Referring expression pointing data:
# # # # #

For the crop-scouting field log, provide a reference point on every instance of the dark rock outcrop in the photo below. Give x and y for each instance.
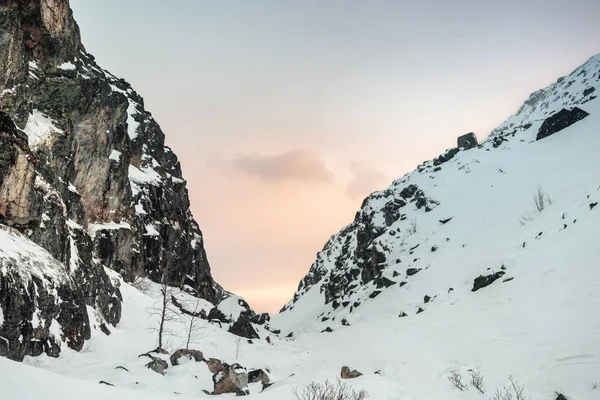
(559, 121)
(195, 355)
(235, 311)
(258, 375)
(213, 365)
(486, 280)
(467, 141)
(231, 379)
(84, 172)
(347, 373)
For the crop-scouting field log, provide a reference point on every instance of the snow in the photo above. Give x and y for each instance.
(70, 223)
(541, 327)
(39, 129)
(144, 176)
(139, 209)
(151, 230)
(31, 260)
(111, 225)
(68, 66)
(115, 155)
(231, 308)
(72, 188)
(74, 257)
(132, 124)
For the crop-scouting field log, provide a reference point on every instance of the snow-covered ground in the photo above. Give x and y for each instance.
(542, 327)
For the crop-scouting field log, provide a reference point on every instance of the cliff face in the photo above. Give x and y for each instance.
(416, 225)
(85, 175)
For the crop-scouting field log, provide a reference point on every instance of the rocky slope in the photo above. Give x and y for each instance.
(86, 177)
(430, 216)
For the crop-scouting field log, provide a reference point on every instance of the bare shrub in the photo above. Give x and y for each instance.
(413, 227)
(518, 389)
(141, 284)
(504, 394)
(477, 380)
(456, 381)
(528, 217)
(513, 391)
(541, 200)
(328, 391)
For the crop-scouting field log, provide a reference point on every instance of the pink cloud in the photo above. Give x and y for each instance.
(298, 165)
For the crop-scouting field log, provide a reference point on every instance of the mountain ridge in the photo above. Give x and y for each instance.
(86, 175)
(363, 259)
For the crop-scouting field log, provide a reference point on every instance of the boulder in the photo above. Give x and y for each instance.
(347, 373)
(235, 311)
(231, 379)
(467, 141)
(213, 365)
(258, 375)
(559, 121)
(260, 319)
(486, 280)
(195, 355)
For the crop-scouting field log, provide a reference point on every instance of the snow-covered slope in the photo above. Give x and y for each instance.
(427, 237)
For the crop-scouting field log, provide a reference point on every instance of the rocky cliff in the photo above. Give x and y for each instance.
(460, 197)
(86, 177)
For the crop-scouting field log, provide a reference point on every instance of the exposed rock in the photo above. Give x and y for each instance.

# # # # #

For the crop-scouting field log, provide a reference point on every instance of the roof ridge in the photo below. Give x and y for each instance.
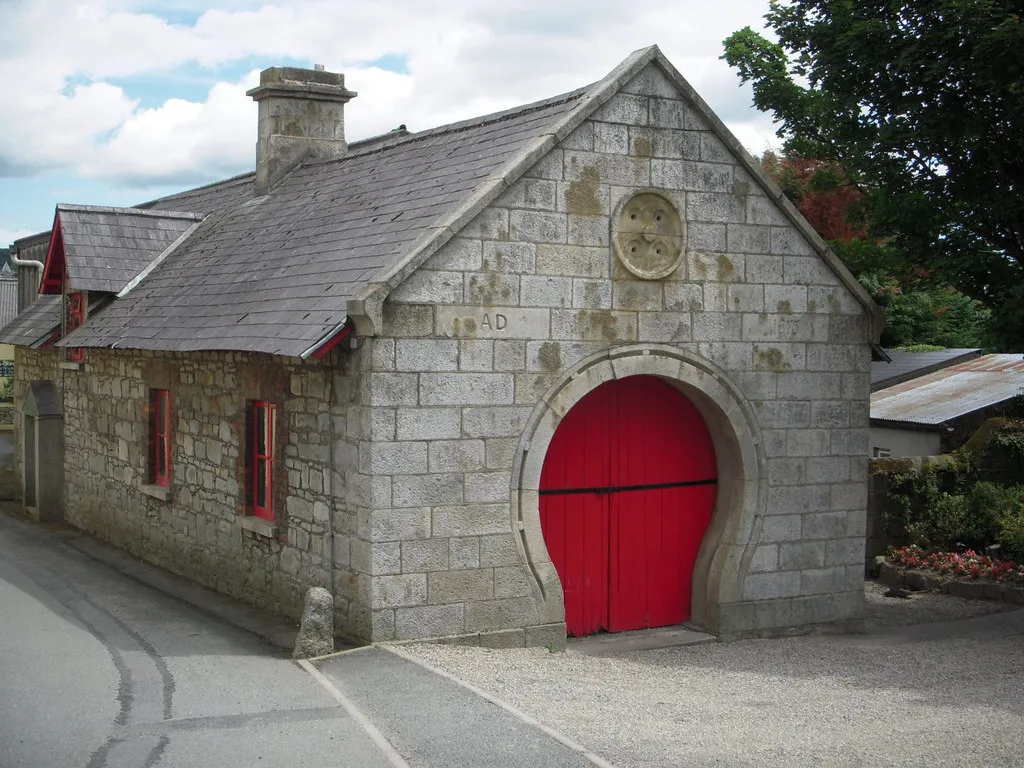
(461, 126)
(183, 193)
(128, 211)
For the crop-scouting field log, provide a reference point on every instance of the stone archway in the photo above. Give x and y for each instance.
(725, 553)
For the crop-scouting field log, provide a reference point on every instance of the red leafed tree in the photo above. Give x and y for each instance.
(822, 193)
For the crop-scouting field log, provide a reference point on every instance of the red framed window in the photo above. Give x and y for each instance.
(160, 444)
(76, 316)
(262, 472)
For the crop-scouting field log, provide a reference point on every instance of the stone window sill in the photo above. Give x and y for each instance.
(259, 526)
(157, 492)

# # # # #

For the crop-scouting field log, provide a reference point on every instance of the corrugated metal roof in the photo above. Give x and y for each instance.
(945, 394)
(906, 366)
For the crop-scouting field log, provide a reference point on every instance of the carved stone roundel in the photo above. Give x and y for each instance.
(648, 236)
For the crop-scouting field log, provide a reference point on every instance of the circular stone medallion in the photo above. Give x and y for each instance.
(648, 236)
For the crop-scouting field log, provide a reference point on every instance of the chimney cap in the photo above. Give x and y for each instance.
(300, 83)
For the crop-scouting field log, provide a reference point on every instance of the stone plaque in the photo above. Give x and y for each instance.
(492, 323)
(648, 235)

# # # # #

Description of the task:
Above are the entries. Quote exactly the lines from the one bearing "the rocky cliff" through the one bearing "of the exposed".

Output below:
For the crop-scouting field log, provide a reference point on every instance of the rocky cliff in the photo above. Give x and y for each instance.
(460, 197)
(86, 177)
For the crop-scouting field log, provide a reference point on every instance of the exposed rock in the photo above. Give x and y for each instance.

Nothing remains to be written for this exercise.